*** DATA FOR ANALYSIS ***
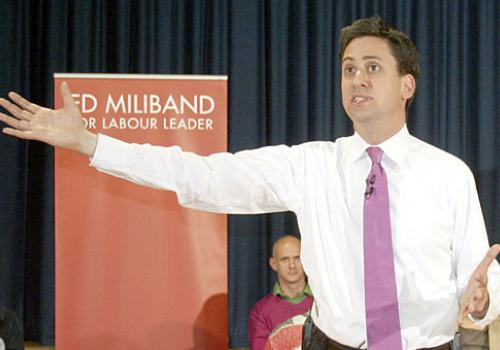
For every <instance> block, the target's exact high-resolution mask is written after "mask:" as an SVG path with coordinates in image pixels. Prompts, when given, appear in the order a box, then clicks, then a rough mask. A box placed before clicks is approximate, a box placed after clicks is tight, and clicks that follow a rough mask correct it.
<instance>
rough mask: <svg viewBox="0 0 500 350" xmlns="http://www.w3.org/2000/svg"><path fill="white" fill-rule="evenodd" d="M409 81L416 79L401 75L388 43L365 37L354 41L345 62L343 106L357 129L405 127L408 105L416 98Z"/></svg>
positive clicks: (349, 46) (406, 75) (342, 99)
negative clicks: (408, 83) (375, 122)
mask: <svg viewBox="0 0 500 350" xmlns="http://www.w3.org/2000/svg"><path fill="white" fill-rule="evenodd" d="M408 76H409V77H410V78H409V77H408ZM408 79H413V78H412V77H411V76H410V75H408V74H407V75H404V76H401V75H400V73H399V71H398V64H397V61H396V59H395V58H394V56H393V55H392V52H391V48H390V46H389V43H388V42H387V41H386V40H385V39H382V38H378V37H373V36H366V37H360V38H356V39H354V40H352V41H351V42H350V43H349V45H348V46H347V48H346V50H345V52H344V57H343V58H342V104H343V106H344V109H345V111H346V112H347V115H348V116H349V118H351V120H352V121H353V123H354V126H355V127H356V126H360V125H362V124H364V123H373V122H376V123H381V122H382V123H386V124H387V125H394V123H398V124H401V125H402V123H404V121H405V101H406V99H407V98H409V97H411V95H412V94H413V90H411V91H409V90H408V89H409V88H410V89H411V86H408V82H409V81H408Z"/></svg>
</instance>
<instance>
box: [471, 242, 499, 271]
mask: <svg viewBox="0 0 500 350" xmlns="http://www.w3.org/2000/svg"><path fill="white" fill-rule="evenodd" d="M499 253H500V244H494V245H493V246H491V248H490V249H489V250H488V252H487V253H486V256H485V257H484V258H483V260H482V261H481V262H480V263H479V265H478V267H477V268H476V271H475V273H478V274H480V275H485V274H486V273H487V272H488V268H489V267H490V265H491V263H492V262H493V260H495V259H496V257H497V256H498V254H499Z"/></svg>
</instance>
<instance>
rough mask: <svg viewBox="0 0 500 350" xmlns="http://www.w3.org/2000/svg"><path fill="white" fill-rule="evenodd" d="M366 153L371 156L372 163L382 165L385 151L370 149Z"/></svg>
mask: <svg viewBox="0 0 500 350" xmlns="http://www.w3.org/2000/svg"><path fill="white" fill-rule="evenodd" d="M366 152H367V153H368V155H369V156H370V159H371V160H372V163H377V164H380V160H381V159H382V154H383V153H384V151H382V149H381V148H380V147H368V148H367V149H366Z"/></svg>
***
> ACTION ITEM
Except for the pictures, set down each line of the records exactly as it appears.

> ANSWER BELOW
For every <instance> block, the target's exact high-resolution mask is written after "mask:" as an SVG path with coordinates in image pixels. Prompts, when given, appear in the order a box, then clicks, then a rough mask. A box placed before clicks is approximate, a box placed after clicks is tight, and clicks that follow a rough mask correct it.
<instance>
rough mask: <svg viewBox="0 0 500 350" xmlns="http://www.w3.org/2000/svg"><path fill="white" fill-rule="evenodd" d="M409 81L416 79L401 75L388 43L365 37L354 41L345 62L343 106L357 129L405 127L408 105L416 98Z"/></svg>
positive clicks: (349, 46) (406, 75) (342, 99)
negative clicks: (408, 83) (375, 122)
mask: <svg viewBox="0 0 500 350" xmlns="http://www.w3.org/2000/svg"><path fill="white" fill-rule="evenodd" d="M408 76H409V77H410V78H409V77H408ZM408 79H413V78H412V77H411V76H410V75H408V74H407V75H404V76H401V75H400V73H399V71H398V64H397V61H396V59H395V58H394V56H393V55H392V52H391V48H390V46H389V43H388V42H387V41H386V40H385V39H382V38H378V37H373V36H366V37H360V38H356V39H354V40H352V41H351V42H350V43H349V45H348V46H347V48H346V50H345V52H344V57H343V58H342V104H343V106H344V109H345V111H346V112H347V115H348V116H349V118H351V120H352V121H353V123H354V126H355V127H356V126H360V125H362V124H364V123H373V122H376V123H381V122H382V123H386V124H387V125H394V123H398V124H401V125H402V123H404V121H405V101H406V99H407V98H409V97H411V95H412V94H413V90H411V91H409V90H408V89H409V88H410V89H411V86H408V82H409V81H408Z"/></svg>
</instance>
<instance>
box: [471, 242, 499, 271]
mask: <svg viewBox="0 0 500 350" xmlns="http://www.w3.org/2000/svg"><path fill="white" fill-rule="evenodd" d="M499 253H500V244H494V245H493V246H491V248H490V249H489V250H488V252H487V253H486V256H485V257H484V258H483V260H482V261H481V262H480V263H479V265H478V267H477V268H476V271H475V273H478V274H480V275H485V274H486V273H487V272H488V268H489V267H490V265H491V263H492V262H493V260H495V259H496V257H497V256H498V254H499Z"/></svg>
</instance>
<instance>
rough mask: <svg viewBox="0 0 500 350" xmlns="http://www.w3.org/2000/svg"><path fill="white" fill-rule="evenodd" d="M366 153L371 156L372 163L382 165L385 151L370 149Z"/></svg>
mask: <svg viewBox="0 0 500 350" xmlns="http://www.w3.org/2000/svg"><path fill="white" fill-rule="evenodd" d="M366 152H367V153H368V155H369V156H370V159H371V160H372V163H377V164H380V160H381V159H382V154H383V153H384V151H382V149H381V148H380V147H368V148H367V149H366Z"/></svg>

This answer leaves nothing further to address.